START Records for the task
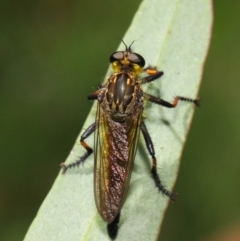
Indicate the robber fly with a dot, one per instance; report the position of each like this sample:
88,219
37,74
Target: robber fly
119,120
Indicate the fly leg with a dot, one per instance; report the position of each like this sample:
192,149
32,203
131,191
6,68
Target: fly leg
151,151
153,75
167,104
89,150
113,227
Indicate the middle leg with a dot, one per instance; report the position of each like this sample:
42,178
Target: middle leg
151,151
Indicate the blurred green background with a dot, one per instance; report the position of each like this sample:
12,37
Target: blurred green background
52,55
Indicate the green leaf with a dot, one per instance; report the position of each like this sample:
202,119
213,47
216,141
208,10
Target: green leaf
174,36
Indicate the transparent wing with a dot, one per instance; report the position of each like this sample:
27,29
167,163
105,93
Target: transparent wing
115,149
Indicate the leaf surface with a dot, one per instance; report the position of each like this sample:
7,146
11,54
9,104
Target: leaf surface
174,36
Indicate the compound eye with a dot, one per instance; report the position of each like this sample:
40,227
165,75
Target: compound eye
136,59
117,56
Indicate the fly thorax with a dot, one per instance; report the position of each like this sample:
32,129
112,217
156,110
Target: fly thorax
121,94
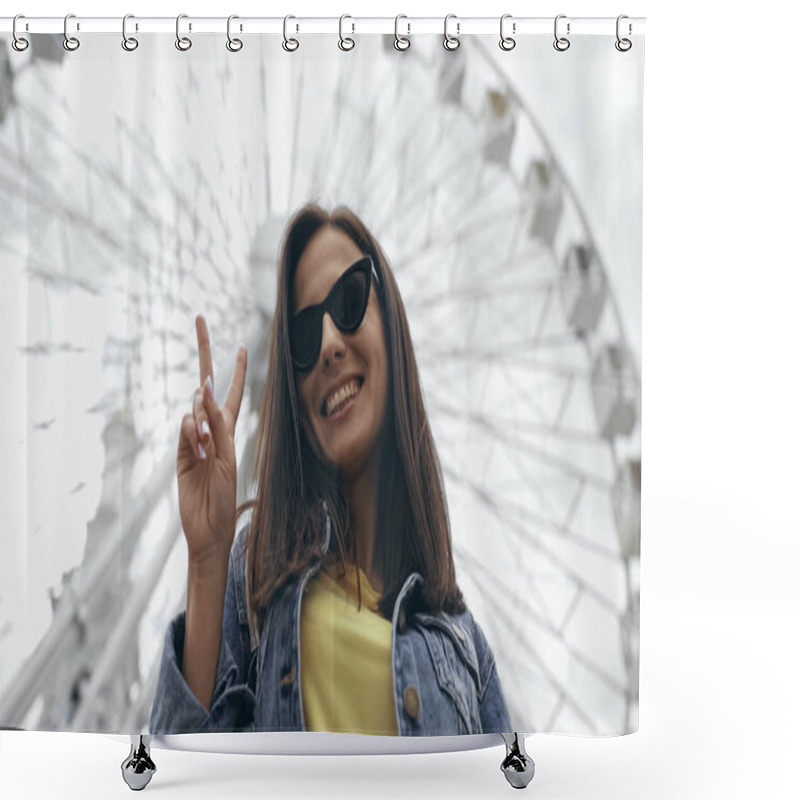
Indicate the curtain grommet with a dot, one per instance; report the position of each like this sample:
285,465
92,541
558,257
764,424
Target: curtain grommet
401,42
183,43
507,42
233,44
346,43
561,43
623,45
289,44
19,43
451,42
129,43
70,43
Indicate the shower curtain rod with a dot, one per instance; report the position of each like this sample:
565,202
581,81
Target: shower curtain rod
460,26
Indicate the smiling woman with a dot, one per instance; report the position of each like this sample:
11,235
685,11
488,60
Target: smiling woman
346,565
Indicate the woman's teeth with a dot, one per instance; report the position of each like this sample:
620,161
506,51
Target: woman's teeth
340,397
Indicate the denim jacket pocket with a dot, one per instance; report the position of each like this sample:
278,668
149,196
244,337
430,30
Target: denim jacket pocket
455,666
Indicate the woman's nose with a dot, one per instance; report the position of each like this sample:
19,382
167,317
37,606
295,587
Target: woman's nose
332,339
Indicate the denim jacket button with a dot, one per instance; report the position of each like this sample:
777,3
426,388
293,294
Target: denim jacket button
411,701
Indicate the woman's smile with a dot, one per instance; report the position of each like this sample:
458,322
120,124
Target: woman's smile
340,403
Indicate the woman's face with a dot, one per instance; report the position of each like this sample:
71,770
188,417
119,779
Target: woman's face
348,436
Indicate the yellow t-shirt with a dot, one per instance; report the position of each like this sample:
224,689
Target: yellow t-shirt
345,657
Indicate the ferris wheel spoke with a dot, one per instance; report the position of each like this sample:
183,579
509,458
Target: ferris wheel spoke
504,507
513,599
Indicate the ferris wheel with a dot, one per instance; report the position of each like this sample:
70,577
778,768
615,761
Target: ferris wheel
530,383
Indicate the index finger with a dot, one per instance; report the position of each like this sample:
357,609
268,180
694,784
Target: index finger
233,401
204,349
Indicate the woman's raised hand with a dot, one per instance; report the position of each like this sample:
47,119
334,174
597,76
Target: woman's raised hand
207,461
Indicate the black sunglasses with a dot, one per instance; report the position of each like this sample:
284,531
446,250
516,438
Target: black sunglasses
346,303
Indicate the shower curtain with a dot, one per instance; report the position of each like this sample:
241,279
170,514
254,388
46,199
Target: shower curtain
143,187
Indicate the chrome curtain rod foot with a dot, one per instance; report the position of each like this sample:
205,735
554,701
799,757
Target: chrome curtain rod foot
517,766
138,768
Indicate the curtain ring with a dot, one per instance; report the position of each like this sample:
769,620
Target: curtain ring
561,43
70,42
345,42
19,43
450,42
233,44
289,45
128,42
507,42
181,42
623,45
401,42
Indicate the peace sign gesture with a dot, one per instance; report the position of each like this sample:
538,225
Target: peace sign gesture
207,461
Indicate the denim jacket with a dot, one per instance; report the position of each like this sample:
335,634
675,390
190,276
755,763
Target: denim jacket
443,670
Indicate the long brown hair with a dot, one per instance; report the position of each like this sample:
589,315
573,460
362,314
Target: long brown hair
287,530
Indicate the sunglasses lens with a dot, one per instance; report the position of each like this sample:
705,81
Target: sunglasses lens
347,304
304,339
350,301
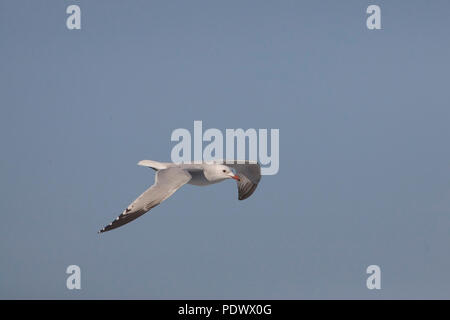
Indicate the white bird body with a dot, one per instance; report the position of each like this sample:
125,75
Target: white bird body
172,176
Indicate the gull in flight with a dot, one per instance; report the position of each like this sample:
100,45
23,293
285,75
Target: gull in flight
171,176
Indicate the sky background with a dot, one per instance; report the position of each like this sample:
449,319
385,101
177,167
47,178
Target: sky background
364,148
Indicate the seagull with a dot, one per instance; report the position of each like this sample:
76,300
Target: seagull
172,176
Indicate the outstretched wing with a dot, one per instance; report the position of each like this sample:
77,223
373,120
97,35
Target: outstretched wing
249,173
167,181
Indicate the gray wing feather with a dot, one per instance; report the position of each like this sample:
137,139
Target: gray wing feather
249,174
167,181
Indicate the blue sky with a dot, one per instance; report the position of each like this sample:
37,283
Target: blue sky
364,159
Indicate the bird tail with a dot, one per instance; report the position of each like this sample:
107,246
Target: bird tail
153,164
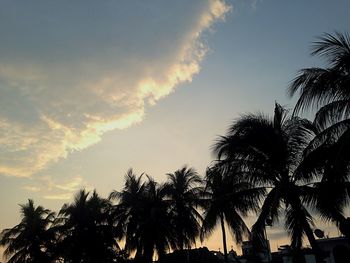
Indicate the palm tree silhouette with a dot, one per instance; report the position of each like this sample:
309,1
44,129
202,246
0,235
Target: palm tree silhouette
184,194
29,240
328,91
274,153
86,235
226,199
142,212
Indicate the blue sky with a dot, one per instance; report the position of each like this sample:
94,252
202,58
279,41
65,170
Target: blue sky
89,90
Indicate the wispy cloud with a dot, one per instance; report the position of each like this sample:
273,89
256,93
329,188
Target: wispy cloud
57,189
63,90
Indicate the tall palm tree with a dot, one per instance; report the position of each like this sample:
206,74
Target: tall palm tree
328,91
184,194
29,240
143,213
274,153
226,199
86,235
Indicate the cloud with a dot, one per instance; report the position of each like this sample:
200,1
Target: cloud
68,75
56,189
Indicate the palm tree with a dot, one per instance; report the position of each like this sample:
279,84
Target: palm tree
143,213
184,194
226,199
274,153
86,233
328,91
29,240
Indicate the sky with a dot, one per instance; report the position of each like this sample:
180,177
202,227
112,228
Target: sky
89,90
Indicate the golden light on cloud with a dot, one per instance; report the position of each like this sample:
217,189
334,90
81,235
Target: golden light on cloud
67,105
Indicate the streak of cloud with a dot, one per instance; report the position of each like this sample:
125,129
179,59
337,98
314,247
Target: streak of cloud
67,77
56,189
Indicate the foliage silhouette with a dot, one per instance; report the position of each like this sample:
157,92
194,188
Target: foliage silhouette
29,240
184,194
227,200
86,233
143,213
273,153
328,91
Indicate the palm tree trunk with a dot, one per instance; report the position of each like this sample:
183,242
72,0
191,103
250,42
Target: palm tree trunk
318,252
223,237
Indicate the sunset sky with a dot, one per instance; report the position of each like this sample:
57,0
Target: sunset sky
90,89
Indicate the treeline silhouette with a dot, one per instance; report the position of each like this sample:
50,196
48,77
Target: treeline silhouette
283,167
END Records for the task
Return the entries verbatim, pictures excluded.

Indicate the robber fly with a dot, one per instance; report the position of each like this sample:
88,219
37,74
Target: robber fly
119,120
Indicate the fly leg with a dot, one per instance; report the position of each like this sample:
192,149
32,203
131,191
6,68
Target: fly leg
151,151
153,75
167,104
89,150
113,227
Indicate the middle leg with a dot, one per instance; report the position of each like this sample:
42,178
Target: middle leg
151,151
Indicate the blurred green background with a dot, one per instance; report the position of each like this sample:
12,37
Target: blurred green background
52,55
Indicate the green leaf with a dot, one per instance; report the position of each like this sample:
202,119
213,47
216,141
208,10
Target: green leaf
174,36
Indicate the transparent wing with a dot, one per instance; report the position of each like this sample:
27,29
167,163
105,93
Target: transparent wing
115,149
Indicate the leaf surface with a dot, one per instance; report the position of each like this sample:
7,146
11,54
9,104
Target: leaf surface
174,36
Indicate the compound eye with a dot, one per instance; report the position of each like this sample:
40,227
165,75
Target: compound eye
136,59
117,56
Indicate the fly thorax with a dot, one per instance; report the position of each like this sample:
32,129
112,217
156,110
Target: fly thorax
121,94
Indicate the curtain grommet with a dot, one per instance; report the position of each like this sample:
285,465
92,541
558,257
764,424
Target: curtain grommet
401,42
183,43
507,42
233,44
346,43
561,43
623,45
289,44
19,43
451,42
129,43
70,43
Indicate the shower curtain rod with a dot, one per instance; report the position of each like this sample:
565,202
581,81
Target: shower curtain rod
460,26
Indicate the smiling woman with a dot, one per instance; report the position of each like this sample:
11,235
685,11
488,60
Target: smiling woman
346,565
Indicate the woman's teeth with a dot, one per instance; report the position of each like this sample:
620,161
506,51
Target: woman's teeth
340,397
Indicate the denim jacket pocket with a dot, one per instance; report the position of each like this sample:
278,668
149,196
244,337
430,30
Target: denim jacket pocket
455,666
Indicate the woman's nose with a dot, one per instance; report the position of each like this sample:
19,382
167,317
37,606
295,587
Target: woman's nose
332,339
Indicate the denim jacket button with a dot, one per instance; report the position of each like this sample:
777,3
426,388
293,294
Target: denim jacket button
411,701
Indicate the woman's smile with a dot, one per instance; report the position of each like this sample:
458,322
120,124
Target: woman's smile
340,403
Indicate the woman's face with a dot, one per instance; report the position of each like this sample:
71,770
188,417
119,779
Target: woman's face
348,436
Indicate the yellow t-shirt with a dot, one per instance; report the position of each like this sample:
224,689
Target: yellow t-shirt
345,657
Indicate the ferris wheel spoke with a dot, one per instance; report the position of each like this sample:
183,579
509,458
Target: ferris wheel spoke
504,507
513,599
Indicate the ferris wheel with a dot, one per instance; report the position of each like this sample:
70,577
778,768
615,761
Target: ferris wheel
530,383
Indicate the index finger with a dot, one per instance; report the position of each like this sample:
357,609
268,180
694,784
Target: index finger
233,401
204,349
Indicate the woman's raised hand with a dot, one per instance; report the position of each like this sample:
47,119
334,174
597,76
Target: woman's raised hand
207,461
Indicate the black sunglasses with a dot, one per instance; report the position of each like this sample:
284,531
446,250
516,438
Target: black sunglasses
346,303
Indicate the shower curtain with a dot, one per instance; report the position of each like this sample:
241,279
170,514
254,388
46,199
Target: shower curtain
143,187
Indicate the chrome curtain rod foot with a dot, one per instance; report the position of each like this sample:
205,735
554,701
799,757
Target: chrome curtain rod foot
517,766
138,768
Indicate the curtain ring with a dot, one per instance; report the position of each like this sample:
769,620
Target: curtain ring
561,43
70,42
345,42
19,43
450,42
233,44
289,45
128,42
507,42
181,42
623,45
401,42
Indicate the peace sign gesture with a dot, one per instance; report the position of each like this sample:
538,225
Target: peace sign gesture
207,461
Indicate the denim jacket with a dot, one per instance; report the position of each like this sample:
335,634
675,390
190,276
755,763
Target: denim jacket
443,670
Indicate the long brown hair with a dot, one per instance; report the position of each like this sample:
589,315
573,460
362,314
Target: long brown hair
287,530
Indicate the sunglasses lens with a dot, one per instance; report the position of each like this sample:
705,81
Target: sunglasses lens
347,304
304,339
350,301
Indicate the white bird body with a dot, one per instance; report the position of each like this sample:
125,75
Target: white bird body
172,176
Indicate the gull in flight with a dot, one per instance; report the position of each like this sample:
100,45
23,293
285,75
Target: gull in flight
171,176
Indicate the sky background with a dot, one per instance; report the position of each like this sample:
449,319
385,101
177,167
47,178
Target: sky background
364,148
Indicate the seagull with a dot, one per instance; report the position of each like this sample:
76,300
Target: seagull
172,176
Indicate the outstretched wing with a dot, one per instance; report the position of each like this sample:
77,223
373,120
97,35
Target: outstretched wing
249,173
167,181
Indicate the gray wing feather with a dot, one per instance; report the position of each like this sample:
137,139
Target: gray wing feather
249,174
167,181
Indicate the blue sky with a dot, one per instance; report the position of each like this sample:
37,283
Target: blue sky
364,159
Indicate the bird tail with a dot, one per instance; report the position of each like this sample:
107,246
Target: bird tail
153,164
Indicate the palm tree silhouette with a dot, one per instance; report the position of each like this sample:
309,1
44,129
202,246
0,235
Target: palm tree silhouette
184,194
29,240
328,91
274,153
86,235
226,199
142,212
Indicate the blue sky with a dot, one per instance; report the position of each like this sample:
94,252
202,58
279,41
65,170
Target: blue sky
89,90
Indicate the wispy cloud with a dot, one per instance; report the position of each like this sample:
273,89
256,93
329,188
Target: wispy cloud
57,189
63,90
Indicate the tall palm tree with a dot, one per instance; report the position of each like this sample:
206,74
Target: tall palm tree
328,91
184,194
29,240
143,213
274,153
226,199
86,235
Indicate the cloud with a dot, one per instance; report the position of each like this sample:
200,1
Target: cloud
68,75
56,189
Indicate the palm tree with a dot, one per instance; report the position of each like this sample:
279,84
Target: palm tree
143,213
184,194
226,199
274,153
86,233
328,91
29,240
Indicate the sky with a dot, one per instance; report the position of each like this sample:
180,177
202,227
112,228
Target: sky
89,90
Indicate the golden light on cloud with a dot, one per instance; report the position of each like this sample:
217,189
334,90
81,235
Target: golden light on cloud
67,105
Indicate the streak of cloud with a dot, one per instance; report the position of each like this sample:
125,129
179,59
337,98
314,247
Target: streak of cloud
67,77
56,189
Indicate the foliage silhouette with a dot, one per instance; report the position of each like this sample:
157,92
194,188
Target: foliage silhouette
29,240
184,194
227,200
86,233
143,213
273,153
328,91
Indicate the palm tree trunk with a dot, one per instance; report the position of each like this sample:
183,242
72,0
191,103
250,42
Target: palm tree trunk
318,252
223,237
Indicate the sunset sky with a dot, one per instance; report the position of each like this sample:
57,0
Target: sunset sky
90,89
Indicate the treeline silhouette with a dot, one per instance; report the position of each like this sample:
50,196
48,77
Target: treeline silhouette
283,167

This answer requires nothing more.